PROBLEM STATEMENT: Give the entries again exactly, every one of them.

STUDY MATERIAL:
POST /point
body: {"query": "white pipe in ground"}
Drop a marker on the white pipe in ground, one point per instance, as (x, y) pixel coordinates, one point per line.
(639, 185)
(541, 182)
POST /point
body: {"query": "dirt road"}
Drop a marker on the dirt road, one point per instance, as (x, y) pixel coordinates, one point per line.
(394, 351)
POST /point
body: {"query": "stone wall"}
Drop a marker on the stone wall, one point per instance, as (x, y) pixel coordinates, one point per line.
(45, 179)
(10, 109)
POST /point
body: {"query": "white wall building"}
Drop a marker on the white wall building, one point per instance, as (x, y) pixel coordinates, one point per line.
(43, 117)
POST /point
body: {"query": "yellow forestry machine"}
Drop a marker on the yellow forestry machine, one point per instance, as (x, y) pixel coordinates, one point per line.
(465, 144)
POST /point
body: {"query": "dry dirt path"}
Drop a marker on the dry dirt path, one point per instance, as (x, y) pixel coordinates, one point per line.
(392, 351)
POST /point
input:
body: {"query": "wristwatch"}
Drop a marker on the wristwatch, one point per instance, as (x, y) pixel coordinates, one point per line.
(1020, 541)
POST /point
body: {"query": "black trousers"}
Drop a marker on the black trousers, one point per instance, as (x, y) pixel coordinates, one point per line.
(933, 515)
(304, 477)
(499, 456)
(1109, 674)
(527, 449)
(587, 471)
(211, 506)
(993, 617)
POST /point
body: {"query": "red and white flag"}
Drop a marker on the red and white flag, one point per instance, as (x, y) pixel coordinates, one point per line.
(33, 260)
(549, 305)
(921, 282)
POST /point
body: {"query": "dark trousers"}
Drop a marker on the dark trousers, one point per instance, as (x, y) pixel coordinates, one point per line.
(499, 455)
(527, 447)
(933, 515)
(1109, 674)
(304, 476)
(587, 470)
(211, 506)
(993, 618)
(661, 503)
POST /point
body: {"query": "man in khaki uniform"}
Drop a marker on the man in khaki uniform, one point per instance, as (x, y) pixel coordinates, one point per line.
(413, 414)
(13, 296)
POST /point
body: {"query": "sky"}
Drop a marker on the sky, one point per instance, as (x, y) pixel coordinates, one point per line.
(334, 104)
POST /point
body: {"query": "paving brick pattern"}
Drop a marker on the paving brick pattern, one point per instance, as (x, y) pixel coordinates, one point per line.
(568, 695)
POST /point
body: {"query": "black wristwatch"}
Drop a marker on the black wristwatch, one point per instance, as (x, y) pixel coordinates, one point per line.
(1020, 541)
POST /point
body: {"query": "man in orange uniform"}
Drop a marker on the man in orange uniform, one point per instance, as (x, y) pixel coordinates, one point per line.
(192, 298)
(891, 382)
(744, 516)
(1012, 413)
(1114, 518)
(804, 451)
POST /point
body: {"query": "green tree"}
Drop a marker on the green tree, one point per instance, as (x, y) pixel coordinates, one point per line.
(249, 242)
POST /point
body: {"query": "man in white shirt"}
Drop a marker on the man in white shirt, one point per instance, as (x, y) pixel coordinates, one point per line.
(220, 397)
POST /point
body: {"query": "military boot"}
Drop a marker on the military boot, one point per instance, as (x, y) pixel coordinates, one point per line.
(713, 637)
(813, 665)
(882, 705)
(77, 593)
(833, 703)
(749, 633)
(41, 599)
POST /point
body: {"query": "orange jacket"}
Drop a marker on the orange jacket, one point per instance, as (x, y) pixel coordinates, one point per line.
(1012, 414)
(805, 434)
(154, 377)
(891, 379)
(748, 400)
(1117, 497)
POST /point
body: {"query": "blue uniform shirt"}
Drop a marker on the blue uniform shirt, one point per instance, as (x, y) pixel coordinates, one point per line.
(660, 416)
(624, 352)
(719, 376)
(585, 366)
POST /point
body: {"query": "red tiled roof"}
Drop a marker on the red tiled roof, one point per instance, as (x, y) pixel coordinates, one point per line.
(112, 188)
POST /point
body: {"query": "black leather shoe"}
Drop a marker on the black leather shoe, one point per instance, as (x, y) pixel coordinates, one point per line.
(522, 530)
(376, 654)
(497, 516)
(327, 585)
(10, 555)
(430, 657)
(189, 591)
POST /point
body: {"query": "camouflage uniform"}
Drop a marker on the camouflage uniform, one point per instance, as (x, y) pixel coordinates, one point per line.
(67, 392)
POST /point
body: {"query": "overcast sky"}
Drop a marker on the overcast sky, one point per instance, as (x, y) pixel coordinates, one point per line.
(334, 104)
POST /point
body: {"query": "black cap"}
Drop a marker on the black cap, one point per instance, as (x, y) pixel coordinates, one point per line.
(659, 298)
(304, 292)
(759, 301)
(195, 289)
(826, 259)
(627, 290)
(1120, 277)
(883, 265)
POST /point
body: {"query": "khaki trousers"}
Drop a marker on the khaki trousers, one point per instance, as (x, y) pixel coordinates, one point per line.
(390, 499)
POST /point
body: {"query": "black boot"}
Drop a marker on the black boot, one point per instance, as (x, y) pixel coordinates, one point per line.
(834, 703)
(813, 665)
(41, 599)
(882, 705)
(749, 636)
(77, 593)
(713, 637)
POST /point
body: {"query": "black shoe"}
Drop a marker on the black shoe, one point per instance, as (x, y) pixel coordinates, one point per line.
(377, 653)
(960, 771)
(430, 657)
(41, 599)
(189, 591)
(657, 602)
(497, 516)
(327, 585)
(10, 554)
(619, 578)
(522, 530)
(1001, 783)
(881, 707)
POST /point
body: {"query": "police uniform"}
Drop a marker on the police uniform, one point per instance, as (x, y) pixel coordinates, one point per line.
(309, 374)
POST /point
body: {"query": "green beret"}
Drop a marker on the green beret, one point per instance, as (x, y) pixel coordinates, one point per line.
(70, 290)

RESPONSE BELOW:
POST /point
body: {"query": "white pipe in ground"}
Drop a marker on the white pipe in ground, one point per instance, as (x, y) pixel coordinates, one point per line.
(639, 185)
(541, 182)
POST /point
body: {"query": "dirt road"}
Drop a marker on the dirt road, one point per instance, as (x, y) pixel coordinates, one point per line.
(394, 351)
POST /point
body: {"query": "stone wall"}
Drop a marker on the stone wall, one point per instance, as (x, y) pixel coordinates, one point per line.
(45, 179)
(10, 109)
POST /point
body: {"query": "white wall building"}
Drop a marker on the white wall building, one point per instance, as (x, y) pixel coordinates, one point per line.
(43, 117)
POST /point
body: {"query": "yellow forestry machine"}
Drop a marker on the yellow forestry machine, one point per instance, as (x, y) pixel coordinates, one point per line.
(465, 144)
POST /point
body: {"query": "dry dirt path"}
Drop a marker on the dry dirt path, one point per instance, as (x, y) pixel coordinates, one point per line.
(392, 351)
POST /point
input:
body: {"query": "wristwatch"}
Drop a marker on the wristwatch, one point per instance, as (x, y) pixel coordinates, one point per line.
(1020, 541)
POST /point
body: {"query": "black trousers"}
Drop a marker on the black trousers, one point per instance, as (x, y) pixel coordinates, one point per line.
(933, 515)
(304, 477)
(499, 456)
(1109, 674)
(527, 449)
(587, 471)
(211, 506)
(993, 617)
POST /point
body: {"query": "red and white flag"}
Drop a marker on the red and white flag, one point per instance, as (x, y) pixel coordinates, one point per line.
(33, 260)
(549, 305)
(921, 282)
POST /point
body: {"query": "dark trousers"}
Drop a marker on the dark trousers, one point per instance, as (x, y) pixel coordinates, one point per line.
(499, 455)
(527, 447)
(933, 515)
(1109, 674)
(304, 476)
(587, 470)
(211, 506)
(993, 618)
(661, 503)
POST /point
body: {"query": "man in khaki uniform"}
Drop a marker on the man in khaki uniform, one point per instance, as (x, y) pixel coordinates, one point per line.
(413, 414)
(13, 296)
POST /point
body: {"query": "sky"}
Drop a marker on the sky, one point per instance, as (x, y) pixel coordinates, one point per line.
(334, 104)
POST /point
body: {"query": "paving brick pattern"}
Drop a marker on the paving brick pattern, one point per instance, as (x, y) pixel coordinates, one point per line.
(568, 695)
POST /point
body: {"query": "black wristwatch"}
Drop a marker on the black wristwatch, one point per instance, as (x, y) pixel coordinates, one point per line.
(1020, 541)
POST /point
body: {"query": "man in orange uniform"}
Drop a marker on the man in orange uniform, one point per instance, as (x, y) pixel coordinates, one point per line.
(192, 298)
(891, 382)
(744, 516)
(1012, 413)
(1114, 518)
(804, 451)
POST /point
body: {"query": "green tree"}
Drop a marker on the green tree, one point per instance, as (x, y) pixel coordinates, one point per line.
(249, 242)
POST /point
body: {"query": "man in white shirt"}
Drop a marker on the man in white shirt, one point per instance, as (x, y) pixel coordinates, one point per line.
(220, 397)
POST /point
body: {"query": "military boot"}
Drop a marker on the military boot, one point per instance, as (x, y) pixel coordinates, one point per line.
(713, 637)
(813, 665)
(882, 705)
(77, 593)
(833, 703)
(749, 633)
(41, 599)
POST /point
body: {"query": "orange jacket"}
Drop a marker on the orange jacket, one point per instance, as (x, y) pixel coordinates, one point per line.
(1012, 414)
(805, 434)
(154, 377)
(891, 379)
(748, 400)
(1117, 497)
POST /point
body: {"query": "blue uniform shirt"}
Drop a marker on the blue uniform shirt, one point per instance, as (x, y) pixel coordinates, one point per line.
(660, 416)
(624, 352)
(719, 376)
(585, 366)
POST /point
body: {"query": "red tiled roof"}
Drop a marker on the red tiled roof, one point per instance, as (x, y) pixel coordinates, one point per line.
(112, 188)
POST /point
body: {"query": "black leather shoe"}
Drop a marker on the black leather shoe, one point per instance, as (x, y) pixel coordinates, one point per line.
(522, 530)
(376, 654)
(497, 516)
(327, 585)
(10, 555)
(430, 657)
(189, 591)
POST /point
body: {"query": "camouflage uniform"}
Drop a marker on the camouflage uniform, one point per instance, as (x, y) pixel coordinates, one point per line.
(67, 392)
POST /point
body: {"query": "overcast sky"}
Drop a marker on the overcast sky, one point per instance, as (x, y) pixel coordinates, one point per line.
(334, 104)
POST /point
body: {"query": "black cap"}
Drop a marker on the black cap, one point per instance, as (x, y) pixel coordinates, one point per line.
(659, 298)
(304, 292)
(759, 301)
(195, 289)
(826, 259)
(627, 290)
(1120, 277)
(883, 265)
POST /point
body: {"query": "khaki trousers"}
Drop a marker on the khaki trousers, one point per instance, as (x, y) pixel coordinates, one point per line.
(390, 499)
POST /point
body: {"query": "black boot"}
Drop a marker on the black boot, one point per instance, as (x, y) pixel coordinates, one point per line.
(834, 703)
(813, 665)
(41, 599)
(882, 705)
(749, 636)
(77, 593)
(713, 637)
POST /point
body: {"query": "black shoe"}
Drop a marker on the black shoe, one point per instance, as (x, y) pixel coordinates, one point per line.
(377, 653)
(960, 771)
(430, 657)
(41, 599)
(189, 591)
(657, 602)
(497, 516)
(327, 585)
(10, 554)
(619, 578)
(522, 530)
(1001, 783)
(881, 707)
POST /point
body: {"query": "police uniform"}
Drop a marker on the police uniform, one point per instance, as (x, y) pixel coordinates, one point per line.
(309, 374)
POST /point
body: {"query": "green beret"}
Drop a marker on the green beret, one point per instance, as (x, y) pixel coordinates, one point per line.
(70, 290)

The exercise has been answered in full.